TASK GOAL -
Format every line of the items below as a numbered list, omitting any blank lines.

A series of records
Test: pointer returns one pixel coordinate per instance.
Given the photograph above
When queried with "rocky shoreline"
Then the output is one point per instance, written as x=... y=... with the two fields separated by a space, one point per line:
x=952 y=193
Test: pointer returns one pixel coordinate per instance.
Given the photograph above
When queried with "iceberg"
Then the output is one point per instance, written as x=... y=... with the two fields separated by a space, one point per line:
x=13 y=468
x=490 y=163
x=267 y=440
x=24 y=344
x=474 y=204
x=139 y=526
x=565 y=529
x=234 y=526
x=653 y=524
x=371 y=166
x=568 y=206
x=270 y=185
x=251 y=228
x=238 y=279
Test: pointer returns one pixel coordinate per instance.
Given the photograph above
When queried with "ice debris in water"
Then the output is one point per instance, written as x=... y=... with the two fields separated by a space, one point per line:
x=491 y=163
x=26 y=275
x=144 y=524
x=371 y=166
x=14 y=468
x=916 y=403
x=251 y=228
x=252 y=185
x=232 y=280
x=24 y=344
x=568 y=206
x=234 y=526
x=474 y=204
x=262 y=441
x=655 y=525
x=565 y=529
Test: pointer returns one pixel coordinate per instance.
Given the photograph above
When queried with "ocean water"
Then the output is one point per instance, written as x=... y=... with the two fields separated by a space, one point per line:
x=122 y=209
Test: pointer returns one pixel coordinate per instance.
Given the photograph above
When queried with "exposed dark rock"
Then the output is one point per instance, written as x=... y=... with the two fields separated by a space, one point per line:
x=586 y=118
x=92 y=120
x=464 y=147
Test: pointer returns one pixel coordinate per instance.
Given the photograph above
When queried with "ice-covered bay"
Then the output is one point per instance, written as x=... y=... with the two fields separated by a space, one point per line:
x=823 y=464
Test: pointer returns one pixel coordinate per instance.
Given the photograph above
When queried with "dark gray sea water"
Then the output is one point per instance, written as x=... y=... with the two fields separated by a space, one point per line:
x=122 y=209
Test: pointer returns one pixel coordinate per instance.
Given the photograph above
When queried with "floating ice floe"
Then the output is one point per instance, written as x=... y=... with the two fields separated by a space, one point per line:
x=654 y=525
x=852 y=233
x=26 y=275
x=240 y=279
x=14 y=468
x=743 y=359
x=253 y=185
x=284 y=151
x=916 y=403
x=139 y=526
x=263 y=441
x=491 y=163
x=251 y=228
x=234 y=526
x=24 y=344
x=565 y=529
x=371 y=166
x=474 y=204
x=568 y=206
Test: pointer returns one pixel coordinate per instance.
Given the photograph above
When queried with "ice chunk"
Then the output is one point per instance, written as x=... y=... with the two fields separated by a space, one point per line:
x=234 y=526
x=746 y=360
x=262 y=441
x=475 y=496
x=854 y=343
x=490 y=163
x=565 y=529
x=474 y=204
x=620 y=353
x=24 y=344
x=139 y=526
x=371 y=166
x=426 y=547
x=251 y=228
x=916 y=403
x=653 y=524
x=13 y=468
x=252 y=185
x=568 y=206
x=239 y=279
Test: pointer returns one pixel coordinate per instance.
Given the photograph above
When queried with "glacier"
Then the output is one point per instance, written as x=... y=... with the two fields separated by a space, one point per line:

WORKED SOLUTION -
1. Test: pointer returns one pixel coordinate per instance.
2. Given the photograph above
3. When queried with "rocky shoreline"
4. Then the output is one point per instance, written as x=... y=... with the two fields separated by a space, one point per line:
5. x=952 y=193
6. Test: pointer returns one pixel coordinate per instance.
7. Given the photograph above
8. When queried with "iceberg"
9. Then the output is one point per instance, written as x=... y=... with the two fields separated by a space, one point per line:
10. x=13 y=468
11. x=490 y=163
12. x=267 y=440
13. x=24 y=344
14. x=474 y=204
15. x=139 y=526
16. x=565 y=529
17. x=234 y=526
18. x=653 y=524
19. x=371 y=166
20. x=568 y=206
21. x=270 y=185
22. x=251 y=228
23. x=238 y=279
24. Test: pointer returns one pixel coordinate per instance.
25. Given the photograph above
26. When queried with "ice debris in water"
27. Then the output is one point per instance, written as x=... y=... with the two fields separated by a space, one point per line:
28. x=491 y=163
29. x=26 y=275
30. x=144 y=524
31. x=371 y=166
32. x=14 y=468
33. x=916 y=403
34. x=251 y=228
35. x=252 y=185
36. x=232 y=280
37. x=24 y=344
38. x=568 y=206
39. x=234 y=526
40. x=474 y=204
41. x=262 y=441
42. x=655 y=525
43. x=565 y=529
44. Test: pointer returns one pixel coordinate per instance.
45. Given the photograph above
46. When queried with "ocean water"
47. Then the output is one point per instance, written as x=... y=... with the two fields separated by a space, one point per line:
48. x=122 y=209
49. Test: pointer returns one pixel coordinate per instance.
50. Given the photograph above
51. When queried with "exposed dark rock"
52. Then the output is one point per instance, written as x=... y=... with the two fields separated by a space, one point per line:
53. x=586 y=118
54. x=92 y=120
55. x=464 y=147
56. Test: pointer returns one pixel coordinate per instance.
57. Given the photograph above
58. When queried with "ice-covered bay"
59. Then the output is one point per instance, written as x=... y=... with the two fields separated by a space, one point per line:
60. x=823 y=464
61. Test: pointer returns one pixel coordinate per instance.
62. Given the photograph above
63. When queried with "dark gray sea water"
64. Then the output is one point per instance, written as x=... y=... with the two fields separated by a space, one point per line:
65. x=122 y=209
66. Test: pointer returns one pixel coordinate per instance.
67. Given the photograph above
68. When queried with "floating ice floe"
69. Then the output is one point per instance, written as x=... y=... with the two fields separated by a space, one point per line:
70. x=654 y=525
71. x=852 y=233
72. x=26 y=275
73. x=240 y=279
74. x=14 y=468
75. x=743 y=359
76. x=253 y=185
77. x=284 y=151
78. x=916 y=403
79. x=139 y=526
80. x=263 y=441
81. x=491 y=163
82. x=251 y=228
83. x=234 y=526
84. x=24 y=344
85. x=565 y=529
86. x=371 y=166
87. x=474 y=204
88. x=568 y=206
89. Test: pointer returns one pixel coordinate per instance.
90. Given the photograph above
91. When queried with "ice chunk"
92. Then the output is one point per instance, written as x=... y=... with the two fields separated by a space, one point per line:
93. x=234 y=526
94. x=746 y=360
95. x=262 y=441
96. x=475 y=496
97. x=854 y=343
98. x=490 y=163
99. x=565 y=529
100. x=474 y=204
101. x=620 y=353
102. x=24 y=344
103. x=139 y=526
104. x=371 y=166
105. x=426 y=547
106. x=251 y=228
107. x=916 y=403
108. x=653 y=524
109. x=13 y=468
110. x=252 y=185
111. x=568 y=206
112. x=239 y=279
113. Test: pointer returns one pixel coordinate per instance.
114. Given the photograph above
115. When queried with "glacier"
116. Then the output is one point per instance, written as x=... y=... with the two fields separated by a space, one point per line:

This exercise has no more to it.